[STORED ROWS]
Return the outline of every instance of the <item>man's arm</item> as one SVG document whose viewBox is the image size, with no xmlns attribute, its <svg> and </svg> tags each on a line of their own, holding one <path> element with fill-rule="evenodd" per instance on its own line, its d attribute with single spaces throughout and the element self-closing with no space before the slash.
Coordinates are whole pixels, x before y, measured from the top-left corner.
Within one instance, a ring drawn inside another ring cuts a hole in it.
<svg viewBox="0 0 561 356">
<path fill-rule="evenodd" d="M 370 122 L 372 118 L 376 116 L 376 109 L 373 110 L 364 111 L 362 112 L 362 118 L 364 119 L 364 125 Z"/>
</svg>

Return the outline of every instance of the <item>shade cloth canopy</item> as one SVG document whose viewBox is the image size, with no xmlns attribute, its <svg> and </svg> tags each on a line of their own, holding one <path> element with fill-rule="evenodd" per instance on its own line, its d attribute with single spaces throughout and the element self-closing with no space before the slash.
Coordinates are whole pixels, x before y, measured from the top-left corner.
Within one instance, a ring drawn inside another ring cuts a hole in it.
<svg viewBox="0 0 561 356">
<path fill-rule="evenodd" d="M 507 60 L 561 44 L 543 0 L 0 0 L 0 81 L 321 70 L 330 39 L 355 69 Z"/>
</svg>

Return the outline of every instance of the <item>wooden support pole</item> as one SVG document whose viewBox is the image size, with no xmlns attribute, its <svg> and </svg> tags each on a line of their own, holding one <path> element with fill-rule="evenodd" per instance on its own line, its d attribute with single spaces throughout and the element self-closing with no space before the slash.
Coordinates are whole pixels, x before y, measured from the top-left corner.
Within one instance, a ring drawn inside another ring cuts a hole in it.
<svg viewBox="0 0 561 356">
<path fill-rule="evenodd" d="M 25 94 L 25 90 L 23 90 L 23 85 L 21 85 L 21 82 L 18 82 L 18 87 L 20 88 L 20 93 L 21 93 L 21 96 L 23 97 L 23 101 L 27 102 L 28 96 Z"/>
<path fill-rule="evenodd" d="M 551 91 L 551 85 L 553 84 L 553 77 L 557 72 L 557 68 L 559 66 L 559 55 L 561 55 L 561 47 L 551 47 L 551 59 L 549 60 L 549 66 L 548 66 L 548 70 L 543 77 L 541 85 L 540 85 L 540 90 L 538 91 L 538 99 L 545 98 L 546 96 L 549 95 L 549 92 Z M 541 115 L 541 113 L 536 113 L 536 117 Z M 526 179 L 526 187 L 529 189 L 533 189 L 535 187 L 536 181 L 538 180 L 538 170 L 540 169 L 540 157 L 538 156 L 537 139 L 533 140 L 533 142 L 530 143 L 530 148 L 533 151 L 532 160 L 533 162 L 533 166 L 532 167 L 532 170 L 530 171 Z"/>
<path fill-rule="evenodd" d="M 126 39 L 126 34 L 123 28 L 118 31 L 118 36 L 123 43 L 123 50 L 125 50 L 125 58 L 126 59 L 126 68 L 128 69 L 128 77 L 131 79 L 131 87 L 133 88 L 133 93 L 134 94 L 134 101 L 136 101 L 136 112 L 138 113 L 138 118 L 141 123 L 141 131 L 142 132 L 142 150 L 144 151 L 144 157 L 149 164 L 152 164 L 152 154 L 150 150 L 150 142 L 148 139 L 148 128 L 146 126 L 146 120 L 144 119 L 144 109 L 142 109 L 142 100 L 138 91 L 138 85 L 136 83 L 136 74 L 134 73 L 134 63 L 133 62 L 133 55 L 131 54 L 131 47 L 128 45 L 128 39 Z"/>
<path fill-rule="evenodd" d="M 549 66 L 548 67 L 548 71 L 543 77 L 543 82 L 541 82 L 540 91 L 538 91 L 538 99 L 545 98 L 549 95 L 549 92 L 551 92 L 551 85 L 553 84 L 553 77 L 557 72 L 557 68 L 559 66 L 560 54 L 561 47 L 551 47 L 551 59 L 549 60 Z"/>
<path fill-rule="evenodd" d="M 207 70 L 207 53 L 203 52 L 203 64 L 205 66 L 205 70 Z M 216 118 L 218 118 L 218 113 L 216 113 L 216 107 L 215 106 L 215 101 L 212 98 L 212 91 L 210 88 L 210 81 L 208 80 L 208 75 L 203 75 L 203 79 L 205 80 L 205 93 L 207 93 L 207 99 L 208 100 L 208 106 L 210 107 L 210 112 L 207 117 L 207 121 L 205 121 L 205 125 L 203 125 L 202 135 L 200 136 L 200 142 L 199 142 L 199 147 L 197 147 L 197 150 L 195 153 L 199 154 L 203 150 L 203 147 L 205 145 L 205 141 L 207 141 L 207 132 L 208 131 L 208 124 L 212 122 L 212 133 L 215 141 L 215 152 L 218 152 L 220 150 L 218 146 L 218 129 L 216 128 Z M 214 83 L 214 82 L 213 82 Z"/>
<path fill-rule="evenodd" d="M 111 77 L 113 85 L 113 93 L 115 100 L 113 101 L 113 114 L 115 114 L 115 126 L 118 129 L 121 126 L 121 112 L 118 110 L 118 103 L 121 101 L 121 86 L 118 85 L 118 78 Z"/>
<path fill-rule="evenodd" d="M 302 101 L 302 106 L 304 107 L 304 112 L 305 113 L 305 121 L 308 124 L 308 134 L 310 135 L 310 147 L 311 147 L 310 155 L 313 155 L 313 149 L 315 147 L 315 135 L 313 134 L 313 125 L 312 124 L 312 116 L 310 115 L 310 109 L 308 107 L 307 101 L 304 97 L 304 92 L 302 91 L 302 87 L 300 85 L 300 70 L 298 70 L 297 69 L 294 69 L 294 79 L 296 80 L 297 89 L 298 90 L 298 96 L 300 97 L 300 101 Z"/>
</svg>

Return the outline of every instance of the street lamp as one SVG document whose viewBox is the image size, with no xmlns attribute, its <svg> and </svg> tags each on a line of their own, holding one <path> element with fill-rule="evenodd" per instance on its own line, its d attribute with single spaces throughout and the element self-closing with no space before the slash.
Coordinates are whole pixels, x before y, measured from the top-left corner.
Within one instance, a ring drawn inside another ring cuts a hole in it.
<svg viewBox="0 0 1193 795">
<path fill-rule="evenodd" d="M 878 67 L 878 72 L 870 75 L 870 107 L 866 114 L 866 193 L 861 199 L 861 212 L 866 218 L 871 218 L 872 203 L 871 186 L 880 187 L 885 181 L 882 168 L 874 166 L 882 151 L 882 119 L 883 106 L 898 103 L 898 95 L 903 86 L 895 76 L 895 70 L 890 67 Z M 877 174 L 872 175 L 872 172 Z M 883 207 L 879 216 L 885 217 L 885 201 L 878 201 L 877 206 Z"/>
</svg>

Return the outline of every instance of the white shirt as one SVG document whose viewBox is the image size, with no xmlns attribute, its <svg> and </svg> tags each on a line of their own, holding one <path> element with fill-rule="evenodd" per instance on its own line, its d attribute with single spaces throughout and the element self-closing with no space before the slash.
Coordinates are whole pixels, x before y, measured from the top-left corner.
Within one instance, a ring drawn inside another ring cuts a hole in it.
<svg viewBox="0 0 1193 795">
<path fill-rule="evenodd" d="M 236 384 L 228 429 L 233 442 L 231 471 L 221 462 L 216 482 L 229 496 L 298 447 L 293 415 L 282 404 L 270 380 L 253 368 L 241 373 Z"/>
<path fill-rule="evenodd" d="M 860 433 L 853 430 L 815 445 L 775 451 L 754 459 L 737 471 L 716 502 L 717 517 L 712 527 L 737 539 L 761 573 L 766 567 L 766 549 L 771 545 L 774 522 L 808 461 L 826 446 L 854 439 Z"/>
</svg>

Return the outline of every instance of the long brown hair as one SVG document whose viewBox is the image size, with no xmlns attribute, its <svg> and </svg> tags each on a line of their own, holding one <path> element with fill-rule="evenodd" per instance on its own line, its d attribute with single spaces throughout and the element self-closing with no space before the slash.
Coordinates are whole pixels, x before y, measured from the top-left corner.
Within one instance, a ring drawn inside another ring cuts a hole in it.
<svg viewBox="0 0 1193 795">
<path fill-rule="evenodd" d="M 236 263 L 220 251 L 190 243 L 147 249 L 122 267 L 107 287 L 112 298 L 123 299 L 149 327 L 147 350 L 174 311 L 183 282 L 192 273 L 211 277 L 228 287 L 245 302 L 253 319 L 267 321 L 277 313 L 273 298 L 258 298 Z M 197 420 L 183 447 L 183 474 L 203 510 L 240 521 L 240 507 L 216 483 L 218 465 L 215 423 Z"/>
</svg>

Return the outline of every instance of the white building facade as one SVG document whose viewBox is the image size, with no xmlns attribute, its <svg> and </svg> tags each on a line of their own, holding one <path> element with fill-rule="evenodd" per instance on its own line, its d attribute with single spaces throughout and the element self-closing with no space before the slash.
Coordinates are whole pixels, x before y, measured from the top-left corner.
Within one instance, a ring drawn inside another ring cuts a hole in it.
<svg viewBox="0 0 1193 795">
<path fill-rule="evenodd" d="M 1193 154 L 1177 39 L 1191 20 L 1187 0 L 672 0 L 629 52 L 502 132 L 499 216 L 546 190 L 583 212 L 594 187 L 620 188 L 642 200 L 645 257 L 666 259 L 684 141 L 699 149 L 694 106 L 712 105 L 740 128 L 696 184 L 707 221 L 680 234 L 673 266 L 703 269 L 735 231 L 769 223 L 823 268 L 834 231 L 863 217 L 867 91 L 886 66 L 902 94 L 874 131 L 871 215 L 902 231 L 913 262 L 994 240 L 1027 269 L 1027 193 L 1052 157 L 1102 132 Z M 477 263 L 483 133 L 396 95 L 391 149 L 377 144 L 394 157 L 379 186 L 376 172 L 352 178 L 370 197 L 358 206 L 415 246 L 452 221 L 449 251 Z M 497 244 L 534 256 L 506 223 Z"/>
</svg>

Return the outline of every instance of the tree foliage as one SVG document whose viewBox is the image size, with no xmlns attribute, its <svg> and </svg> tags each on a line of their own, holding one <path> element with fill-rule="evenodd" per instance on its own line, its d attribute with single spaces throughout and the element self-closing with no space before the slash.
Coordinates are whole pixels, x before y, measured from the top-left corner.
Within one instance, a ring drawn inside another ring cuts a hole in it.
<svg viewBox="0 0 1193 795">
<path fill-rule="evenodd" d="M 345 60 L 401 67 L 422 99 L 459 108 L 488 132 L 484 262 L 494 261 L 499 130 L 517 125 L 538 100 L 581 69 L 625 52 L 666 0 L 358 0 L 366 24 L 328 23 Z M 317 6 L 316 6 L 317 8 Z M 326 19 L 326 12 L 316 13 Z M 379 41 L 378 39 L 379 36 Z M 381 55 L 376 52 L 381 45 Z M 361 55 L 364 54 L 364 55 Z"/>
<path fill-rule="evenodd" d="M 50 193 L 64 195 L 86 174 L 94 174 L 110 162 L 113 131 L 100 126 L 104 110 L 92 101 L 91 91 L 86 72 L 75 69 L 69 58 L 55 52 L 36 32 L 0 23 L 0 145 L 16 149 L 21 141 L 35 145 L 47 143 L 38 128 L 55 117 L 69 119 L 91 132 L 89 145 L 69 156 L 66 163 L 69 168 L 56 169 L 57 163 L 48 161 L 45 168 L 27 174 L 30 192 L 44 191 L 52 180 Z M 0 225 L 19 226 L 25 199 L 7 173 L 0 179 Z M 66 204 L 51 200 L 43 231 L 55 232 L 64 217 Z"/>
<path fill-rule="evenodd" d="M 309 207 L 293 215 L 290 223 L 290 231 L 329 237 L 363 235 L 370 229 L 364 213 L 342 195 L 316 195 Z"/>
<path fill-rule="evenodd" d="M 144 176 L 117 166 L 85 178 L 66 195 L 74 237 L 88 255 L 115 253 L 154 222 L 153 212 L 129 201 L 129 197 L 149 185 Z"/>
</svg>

[EXERCISE DIRECTIONS]
Starting with the line that contains "Return the outline of every instance of the tree" and going on through the end of the items, write those lines out again with the requests included. Multiply every number in the answers, meaning the viewBox values and the path coordinates, by 1.1 and round each result to a whole number, with halves rounded up.

[EXERCISE RESPONSE]
Return the outline of every instance of the tree foliage as one SVG document whose viewBox is the image size, with no xmlns attribute, its <svg> and </svg> tags each on a line of their own, holding one <path> element with fill-rule="evenodd" per instance on its own line, its d attribute with single spaces throughout and the element self-closing with no space before the slash.
Coordinates are whole pixels, x before y, measured from the top-left corner.
Within one instance, a ring drawn inside another ring cuts a hole in it.
<svg viewBox="0 0 1312 875">
<path fill-rule="evenodd" d="M 380 66 L 441 74 L 464 109 L 505 119 L 537 145 L 532 288 L 543 287 L 549 143 L 569 138 L 592 110 L 639 76 L 688 57 L 733 0 L 394 0 L 403 26 L 361 25 Z M 349 7 L 348 7 L 349 9 Z M 359 21 L 359 13 L 348 14 Z M 417 45 L 416 43 L 417 40 Z M 419 61 L 414 57 L 419 50 Z M 397 61 L 400 59 L 400 61 Z"/>
<path fill-rule="evenodd" d="M 55 212 L 70 215 L 95 191 L 103 191 L 121 178 L 124 144 L 110 139 L 114 121 L 101 111 L 100 100 L 95 79 L 83 76 L 76 64 L 61 57 L 40 35 L 0 25 L 0 160 L 18 164 L 23 155 L 39 160 L 52 157 L 42 141 L 61 129 L 76 131 L 100 145 L 98 160 L 76 172 L 73 179 L 76 185 L 62 186 L 63 179 L 53 177 L 50 185 L 30 191 L 33 211 L 48 210 L 57 198 Z M 0 248 L 21 249 L 28 219 L 8 190 L 0 197 Z M 73 224 L 56 220 L 47 254 L 61 255 L 70 239 Z"/>
<path fill-rule="evenodd" d="M 340 228 L 322 237 L 319 245 L 319 254 L 362 261 L 399 259 L 407 252 L 400 234 L 376 215 L 348 215 Z"/>
<path fill-rule="evenodd" d="M 158 194 L 129 183 L 94 196 L 73 215 L 81 261 L 97 281 L 127 278 L 169 244 L 168 233 L 142 221 L 142 217 L 164 204 Z"/>
</svg>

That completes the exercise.